##### Data to process #####

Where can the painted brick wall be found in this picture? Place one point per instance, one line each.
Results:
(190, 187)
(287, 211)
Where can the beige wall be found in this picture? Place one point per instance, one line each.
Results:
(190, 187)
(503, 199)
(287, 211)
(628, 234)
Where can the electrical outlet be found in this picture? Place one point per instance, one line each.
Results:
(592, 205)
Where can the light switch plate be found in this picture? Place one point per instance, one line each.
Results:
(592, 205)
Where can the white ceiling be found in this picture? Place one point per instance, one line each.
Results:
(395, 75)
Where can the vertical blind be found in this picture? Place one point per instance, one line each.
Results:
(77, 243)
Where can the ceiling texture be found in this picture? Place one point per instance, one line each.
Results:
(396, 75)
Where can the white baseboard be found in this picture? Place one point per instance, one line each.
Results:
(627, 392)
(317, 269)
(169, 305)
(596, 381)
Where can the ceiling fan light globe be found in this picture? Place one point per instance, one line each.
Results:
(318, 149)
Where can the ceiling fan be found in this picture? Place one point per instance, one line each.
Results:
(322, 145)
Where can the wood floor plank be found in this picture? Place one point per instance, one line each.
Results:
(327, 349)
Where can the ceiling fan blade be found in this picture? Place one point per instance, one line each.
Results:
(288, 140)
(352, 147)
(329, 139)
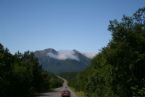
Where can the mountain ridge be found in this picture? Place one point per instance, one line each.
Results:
(62, 60)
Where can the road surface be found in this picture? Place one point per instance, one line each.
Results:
(57, 91)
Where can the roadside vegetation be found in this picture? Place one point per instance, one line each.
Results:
(118, 70)
(22, 76)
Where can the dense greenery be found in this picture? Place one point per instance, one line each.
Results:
(119, 69)
(22, 76)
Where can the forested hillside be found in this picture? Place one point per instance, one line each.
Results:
(22, 76)
(119, 69)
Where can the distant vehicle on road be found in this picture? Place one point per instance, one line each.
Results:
(65, 93)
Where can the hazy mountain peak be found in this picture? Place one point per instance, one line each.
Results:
(64, 55)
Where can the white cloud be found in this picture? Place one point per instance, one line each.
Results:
(90, 54)
(63, 55)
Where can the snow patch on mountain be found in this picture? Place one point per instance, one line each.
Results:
(63, 55)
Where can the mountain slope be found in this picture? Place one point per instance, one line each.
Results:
(62, 61)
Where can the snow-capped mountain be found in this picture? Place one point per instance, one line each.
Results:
(63, 60)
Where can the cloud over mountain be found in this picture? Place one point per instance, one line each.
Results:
(63, 55)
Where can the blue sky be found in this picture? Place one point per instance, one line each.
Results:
(60, 24)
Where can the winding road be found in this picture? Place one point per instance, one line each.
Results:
(57, 91)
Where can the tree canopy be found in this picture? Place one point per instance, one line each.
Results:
(118, 70)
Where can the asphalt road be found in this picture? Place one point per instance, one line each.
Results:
(57, 91)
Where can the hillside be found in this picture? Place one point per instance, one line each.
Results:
(62, 61)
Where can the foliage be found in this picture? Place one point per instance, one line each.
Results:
(22, 76)
(118, 70)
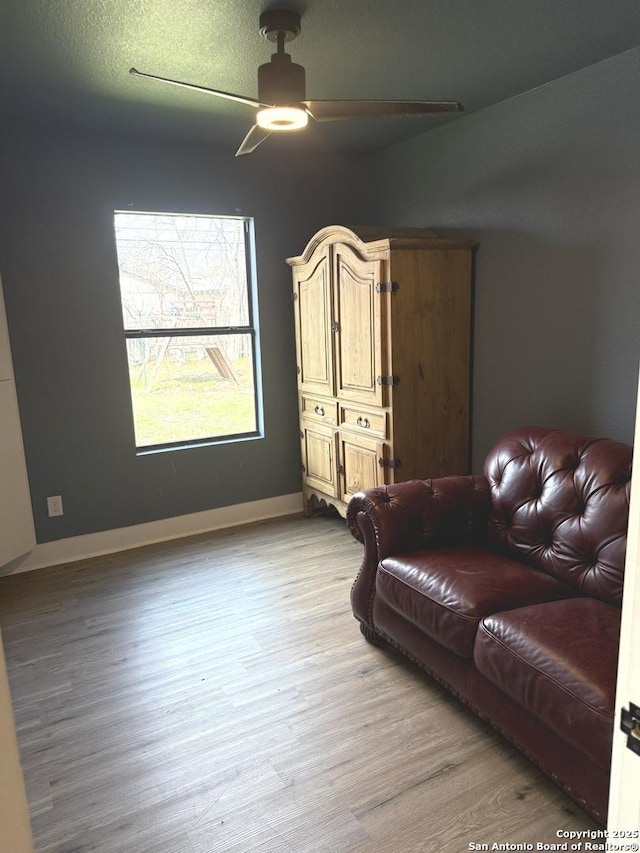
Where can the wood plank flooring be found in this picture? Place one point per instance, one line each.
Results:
(214, 695)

#####

Work order: Please repeat the entries exactly. Do not include the pictures.

Your solution:
Where can the painted brick wall be found in this picture? Place one point per instance, one line each.
Results:
(190, 187)
(287, 211)
Where can the beige wall be found in this picture? Place one point per instance, one line each.
Results:
(190, 187)
(503, 199)
(287, 211)
(628, 234)
Where can the electrical outlet be found in this picture? Place one point per instance, one line each.
Results:
(592, 205)
Where can the light switch plate be found in this picture? Place one point per instance, one line each.
Results:
(592, 205)
Where can the white ceiling be found in this picture? Place one point per instance, one line each.
Results:
(395, 75)
Where can the vertical blind be found in this picture? Place one point per instance, one line each.
Results:
(77, 243)
Where can the ceiling texture be found in this picture? Place one point per instance, one line each.
Results:
(396, 75)
Where can the white baseboard be found in this picture? Place one point per instance, one line each.
Results:
(627, 392)
(317, 269)
(169, 305)
(596, 381)
Where can the ceiling fan light globe be found in this picture? Place one point per instance, one line each.
Results:
(318, 149)
Where can the ceiling fan be found in this picture? Place one point per instance, one line each.
Results:
(322, 145)
Where can the wood floor plank be found in this picture? Place one point per instance, one line each.
Results:
(327, 349)
Where can the ceiling fan blade be found in this picture? Place one point per instance, one line each.
Results:
(288, 140)
(352, 147)
(329, 139)
Where can the mountain ridge be found in this picture? Place one point per instance, one line each.
Results:
(62, 60)
Where can the road surface be found in this picture? Place one point per instance, one line each.
Results:
(57, 91)
Where can the roadside vegetation be found in this picture? Place one point per instance, one line each.
Results:
(118, 70)
(22, 76)
Where can the dense greenery be found in this picture? Place one point per instance, one line each.
Results:
(119, 69)
(22, 76)
Where can the forested hillside be found in this picture? Place one point per instance, one line each.
Results:
(22, 76)
(119, 69)
Where can the distant vehicle on road be found in this picture? Place one point per instance, one line each.
Results:
(65, 93)
Where can the hazy mountain peak be found in this picture? Place one point per instance, one line each.
Results:
(64, 55)
Where can the white cloud be found in this picture? Place one point per instance, one line each.
Results:
(90, 54)
(63, 55)
Where can the snow patch on mountain be found in this picture? Place one point per instance, one line each.
Results:
(63, 55)
Where can the mountain slope be found in this picture? Place one point per instance, one line each.
Results:
(62, 61)
Where can the snow-capped mountain be found in this picture? Place one point per instance, one line each.
Results:
(63, 60)
Where can the cloud over mountain be found in this picture? Place one point per instance, one line each.
Results:
(63, 55)
Where can the blue sky be found in this picture? Place one point per instance, one line each.
Results:
(60, 24)
Where can the winding road be found in this picture? Place one point per instance, one line each.
Results:
(57, 91)
Where can the tree canopy be found in this picture? Place one point per instance, one line each.
Results:
(118, 70)
Where can the asphalt road be found in this picture? Place one point per instance, one line each.
Results:
(57, 91)
Where can the hillside be found in this picture? Place one point per instance, one line each.
Results:
(62, 61)
Where can the foliage be found in this picture? Place one point per instance, one line each.
Results:
(22, 76)
(118, 70)
Where can the wood plank flooring be found in this picture? Place one point per instance, one line each.
Results:
(214, 695)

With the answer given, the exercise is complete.